*Task to carry out*
Restate the listing that follows word for word, without its pictures.

*Given data*
• • •
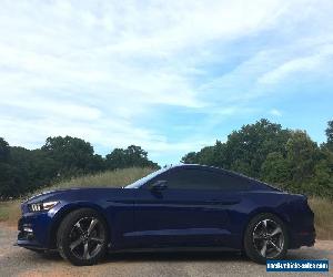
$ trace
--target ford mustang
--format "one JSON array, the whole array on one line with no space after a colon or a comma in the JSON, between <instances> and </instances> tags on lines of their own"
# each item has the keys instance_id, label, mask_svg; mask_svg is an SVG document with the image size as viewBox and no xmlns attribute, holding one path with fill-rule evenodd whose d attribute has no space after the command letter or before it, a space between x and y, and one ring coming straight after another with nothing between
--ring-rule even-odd
<instances>
[{"instance_id":1,"label":"ford mustang","mask_svg":"<svg viewBox=\"0 0 333 277\"><path fill-rule=\"evenodd\" d=\"M236 250L265 263L315 240L305 196L202 165L165 167L123 188L47 192L21 209L17 244L56 249L73 265L165 249Z\"/></svg>"}]
</instances>

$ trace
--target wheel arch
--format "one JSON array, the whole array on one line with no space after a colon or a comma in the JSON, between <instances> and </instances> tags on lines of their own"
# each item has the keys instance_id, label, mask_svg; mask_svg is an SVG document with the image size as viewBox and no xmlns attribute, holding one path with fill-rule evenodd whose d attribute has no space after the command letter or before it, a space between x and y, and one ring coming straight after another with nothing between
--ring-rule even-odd
<instances>
[{"instance_id":1,"label":"wheel arch","mask_svg":"<svg viewBox=\"0 0 333 277\"><path fill-rule=\"evenodd\" d=\"M283 213L279 213L276 209L274 208L271 208L271 207L260 207L260 208L256 208L254 211L252 211L249 216L248 216L248 219L243 226L243 230L242 230L242 247L244 249L244 237L245 237L245 232L246 232L246 228L250 224L250 222L258 215L260 214L272 214L276 217L279 217L282 223L284 224L285 226L285 229L286 229L286 235L287 237L290 238L291 237L291 234L290 234L290 218L289 216L284 215Z\"/></svg>"},{"instance_id":2,"label":"wheel arch","mask_svg":"<svg viewBox=\"0 0 333 277\"><path fill-rule=\"evenodd\" d=\"M57 232L59 229L60 224L62 220L68 216L70 213L81 209L81 208L90 208L93 209L95 213L98 213L101 218L103 218L105 227L107 227L107 233L110 239L110 226L109 222L107 218L107 215L104 214L102 207L95 204L91 203L74 203L74 204L68 204L63 206L60 211L58 211L57 215L53 218L53 223L50 228L49 233L49 249L56 249L57 248Z\"/></svg>"}]
</instances>

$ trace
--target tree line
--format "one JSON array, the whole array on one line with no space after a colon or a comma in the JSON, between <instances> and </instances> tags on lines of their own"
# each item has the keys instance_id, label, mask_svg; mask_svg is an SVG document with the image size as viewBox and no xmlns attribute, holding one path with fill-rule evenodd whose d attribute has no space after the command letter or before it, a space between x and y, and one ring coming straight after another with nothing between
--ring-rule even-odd
<instances>
[{"instance_id":1,"label":"tree line","mask_svg":"<svg viewBox=\"0 0 333 277\"><path fill-rule=\"evenodd\" d=\"M223 167L283 189L333 199L333 121L317 145L305 131L260 120L233 131L181 160ZM64 178L132 166L159 168L140 146L114 148L102 157L92 145L71 136L48 137L41 148L10 146L0 137L0 199L17 197Z\"/></svg>"},{"instance_id":2,"label":"tree line","mask_svg":"<svg viewBox=\"0 0 333 277\"><path fill-rule=\"evenodd\" d=\"M333 121L326 142L317 145L305 131L260 120L182 157L186 164L219 166L283 189L333 198Z\"/></svg>"},{"instance_id":3,"label":"tree line","mask_svg":"<svg viewBox=\"0 0 333 277\"><path fill-rule=\"evenodd\" d=\"M159 165L140 146L114 148L105 157L89 142L71 136L48 137L41 148L10 146L0 137L0 199L17 197L64 178L125 167Z\"/></svg>"}]
</instances>

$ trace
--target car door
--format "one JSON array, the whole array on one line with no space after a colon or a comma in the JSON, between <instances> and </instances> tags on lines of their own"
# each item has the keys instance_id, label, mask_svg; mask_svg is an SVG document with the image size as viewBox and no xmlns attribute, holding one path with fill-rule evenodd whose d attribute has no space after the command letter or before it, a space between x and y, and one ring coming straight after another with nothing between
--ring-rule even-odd
<instances>
[{"instance_id":1,"label":"car door","mask_svg":"<svg viewBox=\"0 0 333 277\"><path fill-rule=\"evenodd\" d=\"M223 246L228 211L241 198L221 189L221 182L214 171L175 167L139 188L135 232L128 234L135 247Z\"/></svg>"}]
</instances>

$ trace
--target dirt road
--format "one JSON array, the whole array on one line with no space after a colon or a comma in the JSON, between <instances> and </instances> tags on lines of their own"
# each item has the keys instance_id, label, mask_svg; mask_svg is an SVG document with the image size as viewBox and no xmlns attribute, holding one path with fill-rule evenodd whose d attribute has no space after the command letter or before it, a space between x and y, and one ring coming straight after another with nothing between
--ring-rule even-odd
<instances>
[{"instance_id":1,"label":"dirt road","mask_svg":"<svg viewBox=\"0 0 333 277\"><path fill-rule=\"evenodd\" d=\"M74 267L58 255L43 256L12 246L17 230L0 224L0 276L272 276L265 266L231 253L117 254L92 267ZM290 259L330 259L333 242L291 250ZM332 274L332 269L331 273ZM316 276L317 274L302 274ZM278 276L282 276L278 274ZM283 275L285 276L285 275ZM296 276L296 274L290 274Z\"/></svg>"}]
</instances>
• • •
*Solved problem*
$ trace
--target ford mustang
--format "one JSON array, the whole array on one line with no space after a colon or a comma in the JSON, between <instances> and </instances> tags on lines of their own"
# each item has the keys instance_id, label, mask_svg; mask_svg is an SVG document with the image size as viewBox and no xmlns attribute, holding one path with fill-rule evenodd whose d attribute has no space after the command letter or before it, a space between x and y, and one ring coming straight after another with nothing between
--ring-rule even-odd
<instances>
[{"instance_id":1,"label":"ford mustang","mask_svg":"<svg viewBox=\"0 0 333 277\"><path fill-rule=\"evenodd\" d=\"M236 250L265 263L315 240L305 196L202 165L165 167L123 188L47 192L21 209L17 244L56 249L73 265L165 249Z\"/></svg>"}]
</instances>

$ trace
--target wheel arch
--format "one JSON array, the whole array on one line with no space after a colon or a comma in the JSON, between <instances> and </instances> tags on lines of their own"
# each item has the keys instance_id, label, mask_svg; mask_svg is an SVG document with the image size as viewBox and no xmlns attribute, holding one path with fill-rule evenodd whose d attribute has no space after the command letter or before it, a space between x and y, and one ring coming straight after another with nothing between
--ring-rule even-odd
<instances>
[{"instance_id":1,"label":"wheel arch","mask_svg":"<svg viewBox=\"0 0 333 277\"><path fill-rule=\"evenodd\" d=\"M283 213L279 213L276 209L274 208L271 208L271 207L260 207L260 208L256 208L254 211L252 211L249 216L248 216L248 219L243 226L243 230L242 230L242 247L244 249L244 237L245 237L245 232L246 232L246 228L250 224L250 222L258 215L260 214L272 214L276 217L279 217L282 223L284 224L285 226L285 229L286 229L286 235L287 237L290 238L291 237L291 234L290 234L290 218L289 216L284 215Z\"/></svg>"},{"instance_id":2,"label":"wheel arch","mask_svg":"<svg viewBox=\"0 0 333 277\"><path fill-rule=\"evenodd\" d=\"M57 232L59 229L60 224L62 220L68 216L70 213L81 209L81 208L90 208L93 209L95 213L98 213L101 218L103 218L105 227L107 227L107 233L110 239L110 226L109 222L107 218L107 215L104 214L102 207L95 204L91 203L74 203L74 204L68 204L63 206L60 211L58 211L57 215L53 218L53 223L50 228L49 233L49 249L56 249L57 248Z\"/></svg>"}]
</instances>

$ trace
--target tree line
--format "one JSON array, the whole array on one line with no space after a colon or a comma in the JSON, between <instances> and </instances> tags on lines of their own"
# each item has the keys instance_id, label, mask_svg; mask_svg is an SVG document with the image size as viewBox and no xmlns attribute, holding one path with fill-rule evenodd whose d attribute has no space after the command letter or before it, a space between x and y, and one ring coming straight after another with nothing between
--ring-rule even-odd
<instances>
[{"instance_id":1,"label":"tree line","mask_svg":"<svg viewBox=\"0 0 333 277\"><path fill-rule=\"evenodd\" d=\"M223 167L283 189L333 199L333 121L317 145L305 131L260 120L233 131L181 160ZM64 178L132 166L159 168L140 146L114 148L102 157L92 145L71 136L48 137L41 148L10 146L0 137L0 199L17 197Z\"/></svg>"},{"instance_id":2,"label":"tree line","mask_svg":"<svg viewBox=\"0 0 333 277\"><path fill-rule=\"evenodd\" d=\"M333 121L326 142L317 145L305 131L260 120L182 157L186 164L219 166L283 189L333 198Z\"/></svg>"},{"instance_id":3,"label":"tree line","mask_svg":"<svg viewBox=\"0 0 333 277\"><path fill-rule=\"evenodd\" d=\"M159 165L140 146L114 148L105 157L89 142L71 136L48 137L41 148L10 146L0 137L0 199L17 197L64 178L125 167Z\"/></svg>"}]
</instances>

$ trace
--target car door
--format "one JSON array, the whole array on one line with no space after a colon or a comma in the JSON, between <instances> and </instances> tags on lines of their own"
# each item has the keys instance_id, label, mask_svg; mask_svg is an SVG document with the image size as viewBox and no xmlns attribute, holding one path with fill-rule evenodd whose d attribute has no space after the command letter or before it, a space between x and y, and one ring coming straight after another with nothing between
--ring-rule even-odd
<instances>
[{"instance_id":1,"label":"car door","mask_svg":"<svg viewBox=\"0 0 333 277\"><path fill-rule=\"evenodd\" d=\"M223 246L228 211L241 198L221 189L221 182L214 171L175 167L139 188L135 232L128 234L135 247Z\"/></svg>"}]
</instances>

$ trace
--target dirt road
--format "one JSON array, the whole array on one line with no space after a colon or a comma in the JSON, between <instances> and </instances> tags on lines of their own"
# each item has the keys instance_id, label, mask_svg; mask_svg is an SVG document with the image size as viewBox and no xmlns attribute, holding one path with fill-rule evenodd whose d attribute has no space after the command letter or before it, a space between x and y, and one ring coming straight after another with nothing between
--ring-rule even-odd
<instances>
[{"instance_id":1,"label":"dirt road","mask_svg":"<svg viewBox=\"0 0 333 277\"><path fill-rule=\"evenodd\" d=\"M74 267L58 255L43 256L12 246L17 230L0 224L0 276L272 276L265 266L231 253L117 254L92 267ZM290 259L330 259L333 242L291 250ZM332 274L332 269L331 273ZM316 276L317 274L302 274ZM278 276L282 276L278 274ZM283 275L285 276L285 275ZM296 276L296 274L290 274Z\"/></svg>"}]
</instances>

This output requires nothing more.